_Assigned task_
Lay out the records from their first line up to and including the line containing "829L743 836L765 835L774" as a Markdown table with the columns Index and Entry, one row per line, numbered in order and with blank lines omitted.

_Task inputs_
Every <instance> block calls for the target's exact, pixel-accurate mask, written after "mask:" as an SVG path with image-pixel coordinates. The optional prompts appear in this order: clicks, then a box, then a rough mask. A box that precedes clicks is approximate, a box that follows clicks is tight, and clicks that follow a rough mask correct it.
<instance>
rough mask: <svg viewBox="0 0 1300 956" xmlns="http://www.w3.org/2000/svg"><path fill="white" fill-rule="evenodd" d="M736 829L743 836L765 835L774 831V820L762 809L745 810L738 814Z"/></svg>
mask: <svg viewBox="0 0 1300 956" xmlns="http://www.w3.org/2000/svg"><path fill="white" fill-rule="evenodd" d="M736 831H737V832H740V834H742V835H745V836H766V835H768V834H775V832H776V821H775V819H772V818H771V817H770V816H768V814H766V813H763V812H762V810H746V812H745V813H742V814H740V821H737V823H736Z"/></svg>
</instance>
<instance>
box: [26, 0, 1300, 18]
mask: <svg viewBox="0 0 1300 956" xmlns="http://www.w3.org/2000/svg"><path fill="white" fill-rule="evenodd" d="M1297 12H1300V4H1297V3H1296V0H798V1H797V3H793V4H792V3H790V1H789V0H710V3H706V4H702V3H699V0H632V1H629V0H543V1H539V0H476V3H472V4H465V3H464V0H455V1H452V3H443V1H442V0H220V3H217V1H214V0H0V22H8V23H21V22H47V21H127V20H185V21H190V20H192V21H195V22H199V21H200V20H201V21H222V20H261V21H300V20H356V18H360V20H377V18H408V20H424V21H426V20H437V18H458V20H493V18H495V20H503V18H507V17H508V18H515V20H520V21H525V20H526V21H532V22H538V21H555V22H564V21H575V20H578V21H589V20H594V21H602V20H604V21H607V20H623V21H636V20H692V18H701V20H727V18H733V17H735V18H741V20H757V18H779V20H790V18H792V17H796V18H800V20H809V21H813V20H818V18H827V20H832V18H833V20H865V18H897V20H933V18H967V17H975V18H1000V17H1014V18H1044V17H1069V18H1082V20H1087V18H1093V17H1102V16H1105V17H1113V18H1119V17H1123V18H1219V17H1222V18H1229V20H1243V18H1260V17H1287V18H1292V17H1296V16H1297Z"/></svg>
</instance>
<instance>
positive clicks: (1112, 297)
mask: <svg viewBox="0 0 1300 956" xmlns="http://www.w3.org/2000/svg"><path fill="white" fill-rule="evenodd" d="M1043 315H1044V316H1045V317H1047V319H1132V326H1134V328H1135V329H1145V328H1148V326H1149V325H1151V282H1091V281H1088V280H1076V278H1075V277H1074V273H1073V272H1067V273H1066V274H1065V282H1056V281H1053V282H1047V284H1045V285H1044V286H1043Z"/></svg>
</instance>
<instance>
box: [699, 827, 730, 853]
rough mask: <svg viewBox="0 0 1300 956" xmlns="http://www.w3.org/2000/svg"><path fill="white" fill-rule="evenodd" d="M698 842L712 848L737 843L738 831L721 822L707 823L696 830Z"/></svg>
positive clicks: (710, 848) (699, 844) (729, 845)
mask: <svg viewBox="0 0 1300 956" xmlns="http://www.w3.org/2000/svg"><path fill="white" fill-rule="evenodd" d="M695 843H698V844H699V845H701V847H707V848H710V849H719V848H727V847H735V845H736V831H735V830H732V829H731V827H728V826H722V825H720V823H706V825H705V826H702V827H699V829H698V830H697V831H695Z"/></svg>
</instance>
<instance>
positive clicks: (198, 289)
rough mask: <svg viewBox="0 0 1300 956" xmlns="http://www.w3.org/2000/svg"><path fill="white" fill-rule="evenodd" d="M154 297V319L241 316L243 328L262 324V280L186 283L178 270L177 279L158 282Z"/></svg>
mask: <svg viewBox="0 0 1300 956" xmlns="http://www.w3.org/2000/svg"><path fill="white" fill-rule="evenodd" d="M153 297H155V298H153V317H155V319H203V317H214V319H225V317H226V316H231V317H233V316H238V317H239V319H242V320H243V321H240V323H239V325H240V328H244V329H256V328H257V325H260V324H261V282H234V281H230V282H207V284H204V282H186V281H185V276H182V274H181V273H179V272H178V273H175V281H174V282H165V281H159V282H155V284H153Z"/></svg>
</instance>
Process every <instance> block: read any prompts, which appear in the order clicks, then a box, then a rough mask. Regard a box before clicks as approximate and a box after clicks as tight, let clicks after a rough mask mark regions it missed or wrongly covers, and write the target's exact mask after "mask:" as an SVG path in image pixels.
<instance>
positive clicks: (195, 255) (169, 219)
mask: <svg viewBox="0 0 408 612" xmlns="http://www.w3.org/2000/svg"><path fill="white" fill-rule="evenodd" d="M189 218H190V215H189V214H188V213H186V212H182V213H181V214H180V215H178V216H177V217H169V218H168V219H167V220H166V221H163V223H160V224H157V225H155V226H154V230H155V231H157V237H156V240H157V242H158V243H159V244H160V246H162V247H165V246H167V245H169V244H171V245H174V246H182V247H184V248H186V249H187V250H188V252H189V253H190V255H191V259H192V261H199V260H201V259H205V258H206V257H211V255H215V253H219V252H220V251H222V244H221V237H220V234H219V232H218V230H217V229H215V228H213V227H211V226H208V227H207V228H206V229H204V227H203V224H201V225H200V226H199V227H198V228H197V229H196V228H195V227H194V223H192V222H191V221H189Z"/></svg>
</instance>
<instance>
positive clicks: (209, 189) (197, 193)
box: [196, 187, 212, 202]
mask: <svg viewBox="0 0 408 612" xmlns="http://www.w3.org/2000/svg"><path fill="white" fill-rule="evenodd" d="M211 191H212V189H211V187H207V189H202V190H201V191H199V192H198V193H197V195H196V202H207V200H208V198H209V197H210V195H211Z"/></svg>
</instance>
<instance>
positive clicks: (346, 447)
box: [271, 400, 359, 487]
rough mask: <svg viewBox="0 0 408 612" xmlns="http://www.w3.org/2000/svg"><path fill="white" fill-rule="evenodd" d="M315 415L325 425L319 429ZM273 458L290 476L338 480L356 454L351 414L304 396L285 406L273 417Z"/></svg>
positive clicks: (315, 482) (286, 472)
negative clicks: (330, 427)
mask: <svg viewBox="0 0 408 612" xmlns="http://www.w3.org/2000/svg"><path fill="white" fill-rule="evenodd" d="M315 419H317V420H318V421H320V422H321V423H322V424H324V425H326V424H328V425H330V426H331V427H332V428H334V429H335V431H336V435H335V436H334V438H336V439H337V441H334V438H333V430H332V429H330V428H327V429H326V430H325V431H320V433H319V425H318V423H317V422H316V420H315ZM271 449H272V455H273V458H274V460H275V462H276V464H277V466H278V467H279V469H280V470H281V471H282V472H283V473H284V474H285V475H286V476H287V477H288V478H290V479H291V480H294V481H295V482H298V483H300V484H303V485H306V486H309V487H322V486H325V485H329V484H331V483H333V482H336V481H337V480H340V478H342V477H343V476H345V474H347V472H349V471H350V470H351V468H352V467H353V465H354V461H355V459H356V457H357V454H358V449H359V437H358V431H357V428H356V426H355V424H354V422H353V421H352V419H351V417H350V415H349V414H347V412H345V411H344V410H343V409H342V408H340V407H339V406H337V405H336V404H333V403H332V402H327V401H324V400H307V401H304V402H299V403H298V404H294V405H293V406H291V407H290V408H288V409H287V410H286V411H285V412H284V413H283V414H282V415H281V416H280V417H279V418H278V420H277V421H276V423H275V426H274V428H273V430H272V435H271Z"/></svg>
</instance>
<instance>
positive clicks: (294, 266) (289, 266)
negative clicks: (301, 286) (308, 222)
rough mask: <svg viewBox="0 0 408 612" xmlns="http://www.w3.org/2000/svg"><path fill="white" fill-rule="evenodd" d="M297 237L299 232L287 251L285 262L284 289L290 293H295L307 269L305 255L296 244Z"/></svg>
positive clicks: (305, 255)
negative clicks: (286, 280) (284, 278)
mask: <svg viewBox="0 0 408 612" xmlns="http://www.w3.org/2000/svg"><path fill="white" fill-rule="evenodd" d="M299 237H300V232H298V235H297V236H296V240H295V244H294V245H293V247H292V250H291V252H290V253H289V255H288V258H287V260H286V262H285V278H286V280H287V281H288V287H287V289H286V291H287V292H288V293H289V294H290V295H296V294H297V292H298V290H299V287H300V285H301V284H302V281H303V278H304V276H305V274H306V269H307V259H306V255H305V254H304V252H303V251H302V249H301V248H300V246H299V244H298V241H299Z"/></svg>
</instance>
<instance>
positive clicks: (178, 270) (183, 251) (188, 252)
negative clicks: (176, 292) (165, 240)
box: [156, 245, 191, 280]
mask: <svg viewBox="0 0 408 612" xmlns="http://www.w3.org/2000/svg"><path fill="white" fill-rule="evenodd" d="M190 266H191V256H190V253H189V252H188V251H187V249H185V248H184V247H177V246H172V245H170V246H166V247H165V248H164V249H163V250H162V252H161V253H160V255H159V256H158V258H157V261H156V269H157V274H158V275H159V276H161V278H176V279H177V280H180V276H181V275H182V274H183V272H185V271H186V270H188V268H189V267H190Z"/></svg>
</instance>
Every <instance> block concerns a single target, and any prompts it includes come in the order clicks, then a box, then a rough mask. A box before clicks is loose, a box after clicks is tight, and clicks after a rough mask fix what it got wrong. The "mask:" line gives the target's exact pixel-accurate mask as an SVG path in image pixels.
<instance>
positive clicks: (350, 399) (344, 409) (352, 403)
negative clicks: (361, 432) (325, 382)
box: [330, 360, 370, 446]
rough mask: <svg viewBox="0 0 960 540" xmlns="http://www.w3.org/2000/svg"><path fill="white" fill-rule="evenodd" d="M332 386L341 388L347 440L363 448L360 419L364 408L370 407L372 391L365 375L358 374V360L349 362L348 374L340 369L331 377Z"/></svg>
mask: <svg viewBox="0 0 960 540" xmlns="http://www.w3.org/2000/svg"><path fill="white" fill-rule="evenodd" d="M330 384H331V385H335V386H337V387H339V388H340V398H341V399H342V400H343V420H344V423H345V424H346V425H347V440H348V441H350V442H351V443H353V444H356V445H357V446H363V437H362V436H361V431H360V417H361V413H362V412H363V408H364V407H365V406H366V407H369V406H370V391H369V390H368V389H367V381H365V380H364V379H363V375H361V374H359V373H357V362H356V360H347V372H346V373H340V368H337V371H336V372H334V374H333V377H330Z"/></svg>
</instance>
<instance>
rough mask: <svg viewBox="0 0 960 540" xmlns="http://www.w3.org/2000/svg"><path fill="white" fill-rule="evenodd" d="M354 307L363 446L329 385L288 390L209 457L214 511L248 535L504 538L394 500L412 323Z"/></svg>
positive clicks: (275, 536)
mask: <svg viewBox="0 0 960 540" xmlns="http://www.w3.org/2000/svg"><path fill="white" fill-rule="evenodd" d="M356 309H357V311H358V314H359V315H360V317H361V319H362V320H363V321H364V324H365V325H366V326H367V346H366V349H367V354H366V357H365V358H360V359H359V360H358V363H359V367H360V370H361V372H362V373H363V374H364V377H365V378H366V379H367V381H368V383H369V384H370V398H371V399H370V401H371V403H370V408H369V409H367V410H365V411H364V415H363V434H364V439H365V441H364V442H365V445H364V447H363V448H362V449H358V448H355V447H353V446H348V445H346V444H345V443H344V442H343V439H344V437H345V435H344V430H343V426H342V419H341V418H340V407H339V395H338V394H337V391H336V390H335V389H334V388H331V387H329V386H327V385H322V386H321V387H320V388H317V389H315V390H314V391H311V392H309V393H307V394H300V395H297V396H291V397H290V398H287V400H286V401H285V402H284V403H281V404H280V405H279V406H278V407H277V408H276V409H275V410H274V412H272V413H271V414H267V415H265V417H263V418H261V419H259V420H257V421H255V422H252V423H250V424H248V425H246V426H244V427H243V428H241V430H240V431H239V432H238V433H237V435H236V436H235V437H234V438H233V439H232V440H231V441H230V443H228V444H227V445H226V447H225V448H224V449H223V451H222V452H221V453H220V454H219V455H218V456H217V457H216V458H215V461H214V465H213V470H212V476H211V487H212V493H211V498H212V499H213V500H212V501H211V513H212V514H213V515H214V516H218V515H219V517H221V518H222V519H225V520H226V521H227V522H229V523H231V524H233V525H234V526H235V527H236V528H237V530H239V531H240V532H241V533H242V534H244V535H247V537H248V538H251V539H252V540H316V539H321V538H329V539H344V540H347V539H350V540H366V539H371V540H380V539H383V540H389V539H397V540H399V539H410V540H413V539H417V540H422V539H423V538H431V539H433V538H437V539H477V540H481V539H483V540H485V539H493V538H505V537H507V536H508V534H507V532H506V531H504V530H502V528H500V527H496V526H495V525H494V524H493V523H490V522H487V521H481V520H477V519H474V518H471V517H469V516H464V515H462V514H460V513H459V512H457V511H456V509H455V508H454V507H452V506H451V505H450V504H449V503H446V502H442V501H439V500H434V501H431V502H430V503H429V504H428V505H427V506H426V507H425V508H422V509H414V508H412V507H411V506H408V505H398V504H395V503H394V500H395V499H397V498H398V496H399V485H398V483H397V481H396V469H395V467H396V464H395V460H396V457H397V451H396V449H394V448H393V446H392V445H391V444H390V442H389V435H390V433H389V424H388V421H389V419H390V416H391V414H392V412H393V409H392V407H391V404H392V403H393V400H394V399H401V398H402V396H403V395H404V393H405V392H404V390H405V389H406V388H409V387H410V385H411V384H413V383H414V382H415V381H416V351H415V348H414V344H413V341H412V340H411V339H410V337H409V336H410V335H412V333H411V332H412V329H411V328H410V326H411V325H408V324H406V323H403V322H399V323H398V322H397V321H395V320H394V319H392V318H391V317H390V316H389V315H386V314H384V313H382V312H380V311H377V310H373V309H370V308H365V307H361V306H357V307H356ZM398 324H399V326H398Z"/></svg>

_Expected answer_
| Index | Entry |
|---|---|
| 1 | Every <instance> block calls for the target's exact, pixel-accurate mask, written after "mask:" as an SVG path with image-pixel coordinates. The optional prompts appear in this order: clicks, then a box, then a rough mask. A box that precedes clicks is approximate, a box that follows clicks is tight, and clicks that follow a rough mask correct it. |
| 2 | <instance> |
| 3 | rough mask: <svg viewBox="0 0 1300 956" xmlns="http://www.w3.org/2000/svg"><path fill="white" fill-rule="evenodd" d="M736 829L743 836L765 835L774 831V820L762 809L745 810L738 814Z"/></svg> |